Thursday, December 3, 2009


The Sundance FIlm Festival, a.k.a. the golden ticket of independent filmmaking, recently announced the complete roster for its upcoming 2010 edition. It includes a good number of Latino films from the U.S., as well as Spanish and Latin American fare. Even Colombia and Bolivia (the latter rarely, if ever, has a film in the festival). Here are all the selected films by category:


Secrets of the Tribe/Brazil (Director: José Padilha)—Scandal and infighting abound in the academic Anthropology community regarding the representation and exploitation of indigenous Indians in the Amazon Basin. World Premiere

Sins of My Father/Argentina,Colombia (Director: Nicolas Entel)—The life and times of notorious Colombian drug lord Pablo Escobar are recounted through the eyes of his son, who fled Colombia to move beyond his father’s legacy. North American Premiere (I'm pulling for this one since my good friend Juan Aceves did the sound work on it!)
========================
Exercise tasks:
A - Translate this sentence from the Sundance post into Spanish: "It includes a good number of Latino films from the U.S., as well as Spanish and Latin American fare."
B - Quote the Sundance post word for word from "Secrets of the" to "work on it!)".
Work only from the Sundance post.

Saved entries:
========================
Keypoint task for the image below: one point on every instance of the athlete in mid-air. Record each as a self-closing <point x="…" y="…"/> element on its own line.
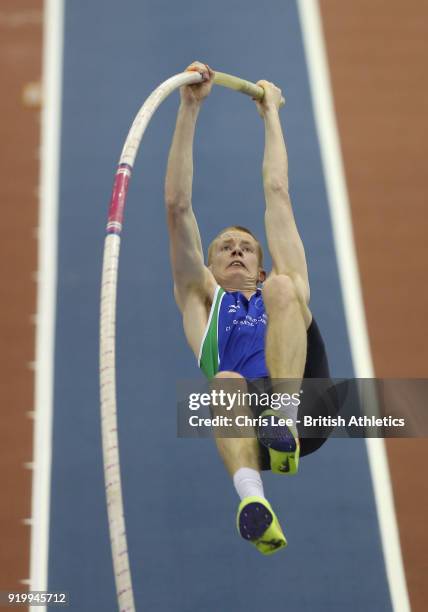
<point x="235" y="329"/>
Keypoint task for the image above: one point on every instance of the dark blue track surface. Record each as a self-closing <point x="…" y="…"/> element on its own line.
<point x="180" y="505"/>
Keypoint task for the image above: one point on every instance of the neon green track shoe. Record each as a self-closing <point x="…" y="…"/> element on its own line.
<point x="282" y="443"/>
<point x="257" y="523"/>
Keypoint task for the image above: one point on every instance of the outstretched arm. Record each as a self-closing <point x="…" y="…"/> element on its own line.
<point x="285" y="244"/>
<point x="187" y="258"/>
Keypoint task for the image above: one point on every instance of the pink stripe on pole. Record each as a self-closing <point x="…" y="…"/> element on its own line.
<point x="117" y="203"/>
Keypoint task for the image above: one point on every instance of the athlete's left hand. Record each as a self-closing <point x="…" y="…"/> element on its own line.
========================
Answers given:
A - Incluye una buena cantidad de películas latinas de EE. UU., así como producciones españolas y latinoamericanas.

B -
Secrets of the Tribe/Brazil (Director: José Padilha)—Scandal and infighting abound in the academic Anthropology community regarding the representation and exploitation of indigenous Indians in the Amazon Basin. World Premiere

Sins of My Father/Argentina,Colombia (Director: Nicolas Entel)—The life and times of notorious Colombian drug lord Pablo Escobar are recounted through the eyes of his son, who fled Colombia to move beyond his father’s legacy. North American Premiere (I'm pulling for this one since my good friend Juan Aceves did the sound work on it!)